▶ **Trecho do texto**:
A primeira recomendação sobre o vírus foi emitida pelo Ministério da Saúde no meio do mês de fevereiro de 2019. Autoridades publicas estaduais e municipais, especialmente no Estado de São Paulo, vieram às TVs e minimizaram os danos do vírus. Foram enfáticas em afirmar que todos poderiam brincar seu carnaval sem medo. O vírus não ofereceria perigo. Há dezenas de vídeos nas redes de provas. Numa desesperada tentativa de salvar-se a TV poderá sair pior do que entrou no vírus: chamuscada e com menos ou nenhuma credibilidade. Vários conhecidos meus contraíram o Corona. Aos primeiros sinais foram medicados a partir dos primeiros sintomas. Sem necessidade de internação. Estão curados. Claro que por médicos particulares e com remédios rejeitados pela rede publica de saúde por razões políticas. A TV desconhece solenemente. A TV Entrou na onda da politização com mais opinião que informação e aterroriza até onde pode. Tudo isso em busca de audiência e publicidade para pagar seus custos. Não vai adiantar e seus donos sabem. Qualquer tentativa de adiar a decadência é valida. Assim devem pensar.



Circula na Internet um texto apócrifo intitulado A Amante. Nele seu autor descreve a atuação, influência e cronologia da TV no Brasil a partir de suas lembranças quando criança nos anos sessenta do Século passado. Fica evidente no texto que ele deve ter mais de 70 anos de idade. E o título do artigo, segundo ele, deve-se ao fato da aparição da telinha na sua casa quando passou a monopolizar a atenção da família de tal forma que sua mãe chegou a ter ciúmes.


 Trata-se de um texto interessante para minha geração pelo tipo de abordagem. Lembra que a TV reinou inconteste modificando hábitos, impingindo comportamentos e transitando absoluta sobre a família brasileira sem qualquer contestação, seja de valores ou de conteúdo. Nunca houve no Brasil uma obra questionadora dos princípios morais, éticos e filosóficos da televisão. Numa habilidosa e criativa usina de produção a TV no Brasil teve mais influência na formação de gerações que a escola e a Igreja. Incutiu a individualidade, ensinou a renegar pai, mãe, amigos e Deus. Valores culturais foram substituídos por comportamentos fortuitos.

▶ **Material fornecido**:
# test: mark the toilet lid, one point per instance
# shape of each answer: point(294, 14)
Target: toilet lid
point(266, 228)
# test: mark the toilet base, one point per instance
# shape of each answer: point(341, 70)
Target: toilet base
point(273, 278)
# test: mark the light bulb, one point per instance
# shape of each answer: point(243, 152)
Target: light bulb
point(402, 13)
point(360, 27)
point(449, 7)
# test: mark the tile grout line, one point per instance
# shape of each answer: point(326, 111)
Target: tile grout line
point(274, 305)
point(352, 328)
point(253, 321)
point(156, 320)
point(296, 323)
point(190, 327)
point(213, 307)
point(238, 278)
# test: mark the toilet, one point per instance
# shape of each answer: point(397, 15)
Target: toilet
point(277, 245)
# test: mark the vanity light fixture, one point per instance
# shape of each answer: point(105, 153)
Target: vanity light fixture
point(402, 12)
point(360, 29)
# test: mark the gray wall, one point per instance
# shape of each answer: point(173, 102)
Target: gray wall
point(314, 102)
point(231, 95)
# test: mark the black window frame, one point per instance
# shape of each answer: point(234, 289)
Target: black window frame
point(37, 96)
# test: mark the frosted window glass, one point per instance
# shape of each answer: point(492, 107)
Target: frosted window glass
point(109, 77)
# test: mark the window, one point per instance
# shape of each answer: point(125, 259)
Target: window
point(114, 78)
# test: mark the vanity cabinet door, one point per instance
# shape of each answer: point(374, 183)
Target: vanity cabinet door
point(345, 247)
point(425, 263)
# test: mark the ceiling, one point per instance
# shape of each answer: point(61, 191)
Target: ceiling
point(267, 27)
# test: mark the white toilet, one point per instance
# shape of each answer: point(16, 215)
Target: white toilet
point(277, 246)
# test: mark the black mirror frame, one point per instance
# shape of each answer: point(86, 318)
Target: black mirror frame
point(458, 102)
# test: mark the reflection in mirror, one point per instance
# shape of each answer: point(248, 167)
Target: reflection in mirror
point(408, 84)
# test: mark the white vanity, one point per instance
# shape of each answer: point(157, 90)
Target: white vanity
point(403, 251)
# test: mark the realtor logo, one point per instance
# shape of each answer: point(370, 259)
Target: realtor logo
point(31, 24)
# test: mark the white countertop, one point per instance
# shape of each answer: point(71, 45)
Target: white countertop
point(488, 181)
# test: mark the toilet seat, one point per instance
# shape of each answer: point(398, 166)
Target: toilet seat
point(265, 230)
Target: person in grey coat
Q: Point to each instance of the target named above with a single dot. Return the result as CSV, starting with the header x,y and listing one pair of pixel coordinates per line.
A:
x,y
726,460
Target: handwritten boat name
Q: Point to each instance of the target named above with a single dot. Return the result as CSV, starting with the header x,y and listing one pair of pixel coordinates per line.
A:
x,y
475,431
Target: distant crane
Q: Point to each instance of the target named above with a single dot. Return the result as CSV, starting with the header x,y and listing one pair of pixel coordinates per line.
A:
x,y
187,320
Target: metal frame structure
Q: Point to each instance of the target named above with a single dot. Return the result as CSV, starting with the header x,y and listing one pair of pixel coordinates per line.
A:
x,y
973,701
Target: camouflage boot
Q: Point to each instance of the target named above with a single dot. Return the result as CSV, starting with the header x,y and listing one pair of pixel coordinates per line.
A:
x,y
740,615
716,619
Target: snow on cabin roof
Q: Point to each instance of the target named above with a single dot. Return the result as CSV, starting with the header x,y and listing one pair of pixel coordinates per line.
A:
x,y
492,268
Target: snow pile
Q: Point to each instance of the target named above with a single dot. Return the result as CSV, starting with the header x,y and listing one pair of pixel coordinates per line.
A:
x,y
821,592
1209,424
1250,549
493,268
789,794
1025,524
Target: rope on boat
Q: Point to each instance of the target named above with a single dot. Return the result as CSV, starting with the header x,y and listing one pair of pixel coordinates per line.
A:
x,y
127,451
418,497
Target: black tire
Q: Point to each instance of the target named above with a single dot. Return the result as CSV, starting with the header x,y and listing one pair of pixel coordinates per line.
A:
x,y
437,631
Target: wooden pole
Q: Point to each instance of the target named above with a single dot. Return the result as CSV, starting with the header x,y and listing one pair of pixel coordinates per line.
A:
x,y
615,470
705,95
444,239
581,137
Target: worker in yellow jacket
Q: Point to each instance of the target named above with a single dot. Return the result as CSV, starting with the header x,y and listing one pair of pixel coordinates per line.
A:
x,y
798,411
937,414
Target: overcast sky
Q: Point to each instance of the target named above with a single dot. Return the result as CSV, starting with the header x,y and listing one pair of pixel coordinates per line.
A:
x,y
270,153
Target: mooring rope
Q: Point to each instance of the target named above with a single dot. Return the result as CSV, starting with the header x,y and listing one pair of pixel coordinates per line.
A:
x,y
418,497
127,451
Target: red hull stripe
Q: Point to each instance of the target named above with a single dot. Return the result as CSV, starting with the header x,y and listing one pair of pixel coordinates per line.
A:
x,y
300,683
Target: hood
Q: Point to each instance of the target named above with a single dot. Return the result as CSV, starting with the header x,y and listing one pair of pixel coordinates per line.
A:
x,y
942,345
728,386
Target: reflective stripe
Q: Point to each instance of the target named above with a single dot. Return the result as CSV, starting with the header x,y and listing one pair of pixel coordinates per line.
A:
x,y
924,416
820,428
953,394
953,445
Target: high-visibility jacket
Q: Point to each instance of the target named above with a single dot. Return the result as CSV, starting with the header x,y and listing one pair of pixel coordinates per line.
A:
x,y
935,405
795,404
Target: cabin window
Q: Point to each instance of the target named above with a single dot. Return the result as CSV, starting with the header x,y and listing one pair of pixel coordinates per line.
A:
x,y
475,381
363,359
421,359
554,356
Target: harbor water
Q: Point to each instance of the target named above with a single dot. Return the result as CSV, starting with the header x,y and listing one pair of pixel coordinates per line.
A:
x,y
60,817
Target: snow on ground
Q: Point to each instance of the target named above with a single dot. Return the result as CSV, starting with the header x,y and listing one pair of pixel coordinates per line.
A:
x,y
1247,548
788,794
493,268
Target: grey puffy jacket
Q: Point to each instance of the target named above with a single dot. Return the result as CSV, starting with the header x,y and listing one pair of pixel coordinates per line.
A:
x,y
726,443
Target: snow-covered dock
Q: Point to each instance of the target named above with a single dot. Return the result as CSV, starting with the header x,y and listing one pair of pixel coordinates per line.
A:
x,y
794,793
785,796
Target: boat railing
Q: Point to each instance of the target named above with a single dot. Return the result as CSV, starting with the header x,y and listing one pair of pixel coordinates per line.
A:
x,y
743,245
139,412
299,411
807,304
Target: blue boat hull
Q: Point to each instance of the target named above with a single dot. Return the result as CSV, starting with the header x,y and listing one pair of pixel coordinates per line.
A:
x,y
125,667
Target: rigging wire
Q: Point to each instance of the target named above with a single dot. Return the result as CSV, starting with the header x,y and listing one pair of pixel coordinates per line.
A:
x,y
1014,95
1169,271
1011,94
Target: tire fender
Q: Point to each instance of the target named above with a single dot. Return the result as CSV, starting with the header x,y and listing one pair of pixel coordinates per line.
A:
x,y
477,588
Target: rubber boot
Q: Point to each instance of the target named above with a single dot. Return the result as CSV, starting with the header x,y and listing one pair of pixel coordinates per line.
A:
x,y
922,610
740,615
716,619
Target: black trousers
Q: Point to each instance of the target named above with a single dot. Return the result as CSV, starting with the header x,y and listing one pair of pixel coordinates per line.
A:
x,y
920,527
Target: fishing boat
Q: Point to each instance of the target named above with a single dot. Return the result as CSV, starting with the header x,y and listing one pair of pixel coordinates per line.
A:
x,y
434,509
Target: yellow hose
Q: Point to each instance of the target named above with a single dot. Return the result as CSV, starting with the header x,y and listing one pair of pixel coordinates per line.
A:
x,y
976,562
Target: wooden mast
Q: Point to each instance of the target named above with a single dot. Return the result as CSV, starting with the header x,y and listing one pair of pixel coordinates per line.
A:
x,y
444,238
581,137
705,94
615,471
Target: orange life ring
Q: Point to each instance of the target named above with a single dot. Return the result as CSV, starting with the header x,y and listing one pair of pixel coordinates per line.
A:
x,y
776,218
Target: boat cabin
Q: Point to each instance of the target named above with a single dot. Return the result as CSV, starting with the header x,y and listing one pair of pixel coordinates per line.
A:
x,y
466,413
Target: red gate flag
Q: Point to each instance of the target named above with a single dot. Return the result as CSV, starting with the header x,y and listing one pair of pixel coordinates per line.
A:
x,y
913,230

▶ **O que fazer**:
1. Diga se cada afirmação abaixo está de acordo com o texto sobre a televisão no Brasil, respondendo sim ou não e citando literalmente as palavras do texto que decidem a questão.
(a) As pessoas conhecidas que contraíram o Corona precisaram de internação.
(b) Um texto intitulado A Amante circula na Internet.
(c) A TV teve menos influência na formação de gerações que a escola.
2. Escreva a continuação do texto sobre a televisão no Brasil, começando logo após a última frase apresentada.

▶ **Respostas por tarefa**:
1.
(a) Não: "Sem necessidade de internação."
(b) Sim: "Circula na Internet um texto apócrifo intitulado A Amante."
(c) Não: "a TV no Brasil teve mais influência na formação de gerações que a escola e a Igreja."

2.
 Princípios éticos e morais foram descaracterizados. Tudo isso com muita graça, humor e talento. Uma grade de programação engenhosa funcionou como droga: uma vez no caminho difícil de sair. Quanto mais se assistia mais se desejava assistir TV. Um programa atrás do outro. Ao longo dos anos criou-se a figura do Crítico de TV. Eram colunas de jornais escritas por jornalistas, sociólogos e afins. Esses criticavam mais os formatos dos programas de TV que seu conteúdo. E nunca a entidade TELEVISÃO.


 Não criticavam porque todos sonhavam um dia ir parar na telinha. Se falasse mal entrava na lista negra. Com muito glamour, charme e salários milionários ninguém queria estar de fora.
No começo da TV no Brasil era apenas entretenimento. Sobrevivia retratando o mundo cão. Fez escola até os dias de hoje na TV aberta. A estrutura de sua programação era quase toda de programas de auditórios, ao vivo, programação infantil, futebol e filmes americanos. Em seguida veio a novela pelas mãos de autores inteligentes entre os quais me lembro da Gloria Magadam e Ivani Ribeiro. Vieram do Rádio para reinar por muitos anos especialmente na Rede Tupi de Televisão do grupo Diários Associados.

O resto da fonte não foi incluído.